THE REQUEST: Give back, unchanged, only the stretch of entries from the line containing "the tree shown" through the line containing "[415,212,436,243]", with both of those lines included.

SOURCE RECORDS:
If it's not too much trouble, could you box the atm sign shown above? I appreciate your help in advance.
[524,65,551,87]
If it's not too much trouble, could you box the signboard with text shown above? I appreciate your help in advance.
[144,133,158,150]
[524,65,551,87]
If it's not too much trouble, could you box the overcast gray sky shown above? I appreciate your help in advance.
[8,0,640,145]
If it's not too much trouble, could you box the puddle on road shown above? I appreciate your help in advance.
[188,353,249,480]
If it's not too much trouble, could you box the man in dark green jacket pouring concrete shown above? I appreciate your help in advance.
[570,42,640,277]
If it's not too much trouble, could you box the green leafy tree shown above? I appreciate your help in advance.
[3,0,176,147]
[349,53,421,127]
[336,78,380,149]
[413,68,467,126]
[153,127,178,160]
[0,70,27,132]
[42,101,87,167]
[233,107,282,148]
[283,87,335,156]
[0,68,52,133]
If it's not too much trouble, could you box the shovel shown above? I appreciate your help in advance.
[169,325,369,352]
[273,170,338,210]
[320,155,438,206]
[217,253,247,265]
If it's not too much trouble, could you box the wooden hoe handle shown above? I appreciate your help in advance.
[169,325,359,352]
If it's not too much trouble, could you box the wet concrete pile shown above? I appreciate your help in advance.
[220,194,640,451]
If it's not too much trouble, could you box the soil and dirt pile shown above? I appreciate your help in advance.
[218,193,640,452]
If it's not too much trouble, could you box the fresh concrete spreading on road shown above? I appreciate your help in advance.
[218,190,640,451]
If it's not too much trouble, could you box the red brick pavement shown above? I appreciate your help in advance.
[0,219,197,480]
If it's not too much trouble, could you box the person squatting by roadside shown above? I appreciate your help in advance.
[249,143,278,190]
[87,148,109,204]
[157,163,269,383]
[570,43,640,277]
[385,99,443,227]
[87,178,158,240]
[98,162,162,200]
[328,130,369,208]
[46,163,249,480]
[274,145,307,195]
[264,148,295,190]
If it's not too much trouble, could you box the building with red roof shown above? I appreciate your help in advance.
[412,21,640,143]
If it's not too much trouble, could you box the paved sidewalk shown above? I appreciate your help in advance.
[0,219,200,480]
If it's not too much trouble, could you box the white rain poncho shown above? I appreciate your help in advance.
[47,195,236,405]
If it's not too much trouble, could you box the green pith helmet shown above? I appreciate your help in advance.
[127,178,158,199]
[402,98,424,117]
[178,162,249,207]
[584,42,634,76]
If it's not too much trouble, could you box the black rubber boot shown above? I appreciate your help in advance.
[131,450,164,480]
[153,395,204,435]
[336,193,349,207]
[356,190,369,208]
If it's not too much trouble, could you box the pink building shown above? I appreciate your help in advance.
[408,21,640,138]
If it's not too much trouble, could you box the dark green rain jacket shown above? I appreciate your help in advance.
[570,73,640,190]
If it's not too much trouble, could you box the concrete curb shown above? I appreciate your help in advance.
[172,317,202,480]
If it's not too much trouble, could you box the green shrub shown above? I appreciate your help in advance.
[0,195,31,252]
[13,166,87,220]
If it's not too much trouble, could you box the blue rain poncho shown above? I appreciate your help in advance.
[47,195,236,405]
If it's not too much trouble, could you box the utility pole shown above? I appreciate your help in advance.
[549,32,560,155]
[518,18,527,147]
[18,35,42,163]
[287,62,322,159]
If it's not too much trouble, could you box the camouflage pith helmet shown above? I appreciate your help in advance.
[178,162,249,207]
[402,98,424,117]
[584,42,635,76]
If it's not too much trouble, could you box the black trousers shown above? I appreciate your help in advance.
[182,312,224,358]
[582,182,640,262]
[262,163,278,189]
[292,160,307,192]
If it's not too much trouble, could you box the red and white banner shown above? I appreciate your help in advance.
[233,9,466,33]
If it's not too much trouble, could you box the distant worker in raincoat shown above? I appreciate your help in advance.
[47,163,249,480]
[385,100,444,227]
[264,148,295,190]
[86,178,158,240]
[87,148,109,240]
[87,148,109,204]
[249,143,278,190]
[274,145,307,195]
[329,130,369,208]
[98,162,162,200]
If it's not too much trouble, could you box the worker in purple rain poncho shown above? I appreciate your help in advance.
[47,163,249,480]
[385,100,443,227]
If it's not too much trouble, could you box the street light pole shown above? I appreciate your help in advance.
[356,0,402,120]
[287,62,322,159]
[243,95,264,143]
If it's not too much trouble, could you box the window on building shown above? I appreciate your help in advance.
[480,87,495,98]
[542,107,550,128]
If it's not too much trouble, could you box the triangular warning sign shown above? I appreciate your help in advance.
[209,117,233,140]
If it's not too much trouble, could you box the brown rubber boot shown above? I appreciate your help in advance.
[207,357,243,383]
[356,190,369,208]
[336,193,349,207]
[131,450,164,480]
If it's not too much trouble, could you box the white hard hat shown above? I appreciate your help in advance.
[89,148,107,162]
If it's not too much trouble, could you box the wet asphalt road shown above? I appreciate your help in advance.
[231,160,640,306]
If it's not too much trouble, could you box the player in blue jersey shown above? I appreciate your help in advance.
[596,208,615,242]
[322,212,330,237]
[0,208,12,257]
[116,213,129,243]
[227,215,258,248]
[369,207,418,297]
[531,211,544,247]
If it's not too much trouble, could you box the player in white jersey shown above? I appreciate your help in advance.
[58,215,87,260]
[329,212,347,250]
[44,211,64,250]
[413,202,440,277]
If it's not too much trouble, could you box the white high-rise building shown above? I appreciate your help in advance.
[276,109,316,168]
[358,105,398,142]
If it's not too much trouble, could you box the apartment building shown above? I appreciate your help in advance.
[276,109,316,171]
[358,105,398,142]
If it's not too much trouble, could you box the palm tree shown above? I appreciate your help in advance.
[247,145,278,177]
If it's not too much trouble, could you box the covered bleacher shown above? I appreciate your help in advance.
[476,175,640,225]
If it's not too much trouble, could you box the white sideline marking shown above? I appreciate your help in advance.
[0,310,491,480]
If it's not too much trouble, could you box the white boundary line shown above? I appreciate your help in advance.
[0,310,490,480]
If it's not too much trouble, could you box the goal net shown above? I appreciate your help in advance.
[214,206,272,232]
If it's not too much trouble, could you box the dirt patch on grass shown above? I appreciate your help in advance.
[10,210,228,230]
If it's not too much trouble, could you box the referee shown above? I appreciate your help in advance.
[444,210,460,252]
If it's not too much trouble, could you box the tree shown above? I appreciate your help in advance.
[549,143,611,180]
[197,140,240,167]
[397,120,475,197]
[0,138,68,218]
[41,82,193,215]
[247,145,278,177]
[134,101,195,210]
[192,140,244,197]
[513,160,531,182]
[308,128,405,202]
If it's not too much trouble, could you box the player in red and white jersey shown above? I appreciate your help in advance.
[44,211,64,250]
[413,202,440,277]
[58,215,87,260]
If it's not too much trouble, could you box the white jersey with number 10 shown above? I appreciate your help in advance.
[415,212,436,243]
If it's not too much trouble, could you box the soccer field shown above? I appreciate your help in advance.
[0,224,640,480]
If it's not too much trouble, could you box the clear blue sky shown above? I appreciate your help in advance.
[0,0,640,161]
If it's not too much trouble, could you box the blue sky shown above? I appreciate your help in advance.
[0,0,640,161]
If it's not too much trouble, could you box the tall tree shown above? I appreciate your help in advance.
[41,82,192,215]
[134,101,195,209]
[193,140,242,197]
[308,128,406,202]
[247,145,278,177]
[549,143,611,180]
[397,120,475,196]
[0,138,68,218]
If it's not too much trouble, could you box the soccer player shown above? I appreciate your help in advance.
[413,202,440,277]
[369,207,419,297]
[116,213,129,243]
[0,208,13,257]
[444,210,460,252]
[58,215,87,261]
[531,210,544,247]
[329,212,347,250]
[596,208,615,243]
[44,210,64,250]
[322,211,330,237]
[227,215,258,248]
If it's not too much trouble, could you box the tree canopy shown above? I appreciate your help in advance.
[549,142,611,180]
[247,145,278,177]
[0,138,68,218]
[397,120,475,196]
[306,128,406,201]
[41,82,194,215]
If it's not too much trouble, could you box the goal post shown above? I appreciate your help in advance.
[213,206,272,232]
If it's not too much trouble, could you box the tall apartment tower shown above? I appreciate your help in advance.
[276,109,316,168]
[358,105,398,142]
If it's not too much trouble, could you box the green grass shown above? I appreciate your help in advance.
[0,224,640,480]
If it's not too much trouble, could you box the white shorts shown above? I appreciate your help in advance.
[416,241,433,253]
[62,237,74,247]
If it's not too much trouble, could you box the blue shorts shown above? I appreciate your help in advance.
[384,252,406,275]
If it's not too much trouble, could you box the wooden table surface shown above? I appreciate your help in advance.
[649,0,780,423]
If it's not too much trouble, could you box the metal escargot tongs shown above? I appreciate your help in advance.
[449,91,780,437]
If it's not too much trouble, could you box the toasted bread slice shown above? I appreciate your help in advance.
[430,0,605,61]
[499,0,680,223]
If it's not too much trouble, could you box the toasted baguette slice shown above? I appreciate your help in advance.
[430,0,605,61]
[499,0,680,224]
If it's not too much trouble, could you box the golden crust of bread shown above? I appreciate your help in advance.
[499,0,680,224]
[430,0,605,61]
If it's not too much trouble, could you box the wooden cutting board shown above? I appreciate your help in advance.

FULL SOLUTION:
If it's not too much trouble, could you box the tree shown above? I appreciate your help in advance.
[549,143,611,180]
[197,140,240,167]
[397,120,475,197]
[0,138,68,218]
[41,82,193,215]
[247,145,278,177]
[134,101,195,210]
[192,140,244,197]
[513,160,531,182]
[308,128,405,202]
If it's not too much trouble, could you box the player in red and white jersey shown above? I appreciate your help in advance.
[44,211,64,250]
[413,202,440,277]
[58,215,87,260]
If it's not too much trouble, could you box the white jersey with number 10 shown above? I appreciate your help in advance.
[415,212,436,243]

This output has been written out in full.